**Source document**.
○ ○ ○
Music and Words thrives on the contrast between Shrigley's bleak, dystopian, absurd narratives, and Middleton's compelling, often-beautiful compositions. These subtly underscore the record's humour, such as on Help, which sees Middleton's hi-octane, hyper-dramatic Miami Vice vibes soundtrack a comically prosaic scenario, and Caveman's primeval rhetoric, which begins as a vaudevillian a cappella sketch, before veering into homicidal bagpipe-guitar rock.

"I was worried that one was too dark," offers Shrigley.

"My problem was, I listened to David's words so much, I became desensitised to them," Middleton says with a laugh. "So David would say, 'that's really dark' - and I'd say, 'That's not dark! That's 80s rock.'"

Among the record's myriad musical styles, which are often reminiscent of Middleton's Scottish Album of the Year Award-nominated Human Don't Be Angry guise, there's a stark show-stopper in Dear Brain, the record's filmic, piano-led centre-piece. "I think Dear Brain might be my favourite," Shrigley suggests. "It's about the nature of consciousness I suppose." Does it also offer an atheist message as we embark on the festive season?

"One can ponder what it means, but your interpretation of it is as valid as whatever intent I might have had," he says, smiling. "I think when you make any kind of artwork, be it a song or a drawing or whatever, you're never going to be there when somebody looks at it, or interprets it, so you have to accept that their interpretation is just as valid as your intention might have been."

One such interpretation might suggest that the grand themes on Music and Words appear to chart the evolution of man - from The Tree, Caveman and Monkeys, through to swansong, A Computer.

Middleton looks up from his artwork. "Wow. I've never looked at it like that," he says. "You're right - we've got the whole of civilisation in there. I did ask David what it was all about in the studio, and I realised it was annoying him, so I kept asking,"

Middleton sniggers. "I'd say, 'What's The Tree about'? And he'd say, 'It's about a tree.'"

Shrigley shrugs. "I thought we were having studio banter. I thought that's what musicians got up to in the studio."

"It was good how we did that in the recording studio, and now we're doing this, the artwork, here - two worlds collide," Middleton says, and gets back to signing his name.

As a vinyl record that's also an original object by a Turner Prize-nominee, Music and Words raises questions about the value we place on music, and art. "So far, most of my fans are going for the six pound download," Middleton says. "They're saying, 'It's a bit steep for the vinyl...'"
○ ○ ○
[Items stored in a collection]
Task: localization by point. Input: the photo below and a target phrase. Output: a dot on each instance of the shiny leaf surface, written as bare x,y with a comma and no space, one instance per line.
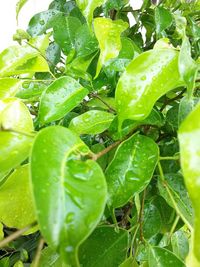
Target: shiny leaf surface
73,194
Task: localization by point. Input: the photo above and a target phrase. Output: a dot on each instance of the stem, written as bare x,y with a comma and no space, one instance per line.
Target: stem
16,234
38,253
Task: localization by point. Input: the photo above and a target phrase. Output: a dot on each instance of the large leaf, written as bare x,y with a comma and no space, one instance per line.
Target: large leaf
91,122
88,7
131,169
161,257
59,98
105,247
189,133
179,194
9,87
17,59
146,79
16,202
14,115
70,194
108,34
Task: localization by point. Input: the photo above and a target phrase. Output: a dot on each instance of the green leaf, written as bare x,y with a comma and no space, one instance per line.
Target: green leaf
17,59
70,194
88,7
152,220
65,31
189,140
9,87
91,122
16,202
125,175
43,21
145,80
161,257
180,244
19,6
108,34
187,66
14,148
59,98
105,247
179,194
163,19
14,115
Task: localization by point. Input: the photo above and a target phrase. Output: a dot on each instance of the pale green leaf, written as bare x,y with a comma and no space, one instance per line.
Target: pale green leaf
131,169
148,77
59,98
16,202
108,34
70,194
91,122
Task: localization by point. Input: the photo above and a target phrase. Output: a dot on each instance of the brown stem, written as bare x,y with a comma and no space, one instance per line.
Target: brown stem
16,234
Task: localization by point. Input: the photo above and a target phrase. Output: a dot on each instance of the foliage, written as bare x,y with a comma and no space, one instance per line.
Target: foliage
100,136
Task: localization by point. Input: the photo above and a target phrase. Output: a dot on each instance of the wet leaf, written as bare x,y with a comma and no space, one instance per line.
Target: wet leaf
105,247
73,195
131,169
91,122
59,98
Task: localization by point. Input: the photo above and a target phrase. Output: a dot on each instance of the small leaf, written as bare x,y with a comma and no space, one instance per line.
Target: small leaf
105,247
187,66
16,202
70,194
88,7
91,122
163,19
161,257
178,192
131,169
189,140
180,244
19,6
108,34
145,80
9,87
59,98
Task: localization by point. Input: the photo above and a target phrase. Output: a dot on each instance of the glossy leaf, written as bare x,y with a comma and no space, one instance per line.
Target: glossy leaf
16,202
187,66
9,87
131,169
178,192
24,59
105,247
91,122
15,116
88,7
145,80
163,258
108,34
180,244
73,194
190,160
59,98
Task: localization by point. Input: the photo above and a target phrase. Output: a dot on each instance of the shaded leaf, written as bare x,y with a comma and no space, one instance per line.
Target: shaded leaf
59,98
145,80
16,202
131,169
105,247
108,34
91,122
73,195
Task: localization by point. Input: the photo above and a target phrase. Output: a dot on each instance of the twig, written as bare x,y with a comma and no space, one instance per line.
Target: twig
38,253
16,234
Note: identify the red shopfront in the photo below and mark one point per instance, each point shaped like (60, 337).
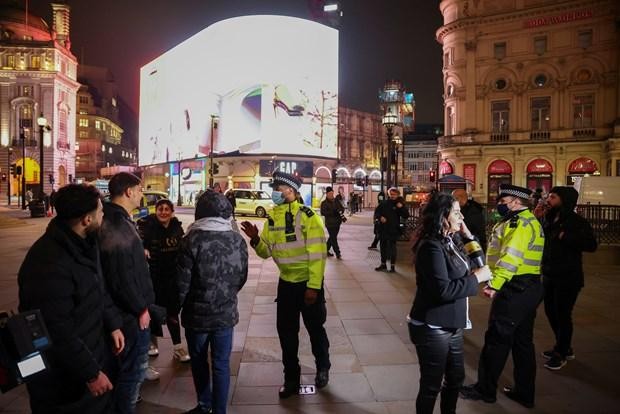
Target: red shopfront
○ ○ ○
**Study questions**.
a) Answer the following from the Music and Words interview:
(i) Into what kind of music does Caveman veer after its a cappella opening?
(ii) Which track does Shrigley say might be his favourite?
(iii) What is the price of the download that most of Middleton's fans are choosing?
b) In the Music and Words interview, take everything from "Music and Words thrives" down to "homicidal bagpipe-guitar rock." and write it out again, swapping "compositions" for "arrangements".
c) Pick up the Music and Words interview after its last line and continue it.

**Answers to the exercise**.
a)
(i) Homicidal bagpipe-guitar rock.
(ii) Dear Brain.
(iii) Six pounds.

b)
Music and Words thrives on the contrast between Shrigley's bleak, dystopian, absurd narratives, and Middleton's compelling, often-beautiful arrangements. These subtly underscore the record's humour, such as on Help, which sees Middleton's hi-octane, hyper-dramatic Miami Vice vibes soundtrack a comically prosaic scenario, and Caveman's primeval rhetoric, which begins as a vaudevillian a cappella sketch, before veering into homicidal bagpipe-guitar rock.

c)
"While of my followers are like, 'Wow, that is an absolute bargain, I am buying that right now,'" Shrigley counters. "It says more about the unique nature of the object, I suppose. People in the art world appreciate unique objects."

Middleton shakes his head. "So this is worth more as a piece of art than it is as a piece of music. It's not good. I'm calling my music art from now on."

Shrigley has previous form in exploring the value of art over music.

He has released a spoken-word LP (Shrigley Forced To Speak With Others), a split seven-inch with the Oh Sees, and his lyric book, Worried Noodles, was interpreted by David Byrne and Middleton's bygone Arab Strap sparring partner Aidan Moffat, among others.

There's a shadow of Moffat on Music and Words, too: one quiet stand-out track, A Tree, features an exquisite, hushed guitar line that recalls the early days of Arab Strap.

"Yeah," Middleton nods. "It does, definitely. We could add Aidan to that one eh?" he quips.

How did the Shrigley collaboration compare with working alongside Moffat?

"Well, I found myself repeating what the younger Malcolm used to say to his mum the other day," Middleton offers. "My mum heard Story Time, and I found myself saying - 'I didn't write the words! It wasn't me! I used to say that all the time in Arab Strap'.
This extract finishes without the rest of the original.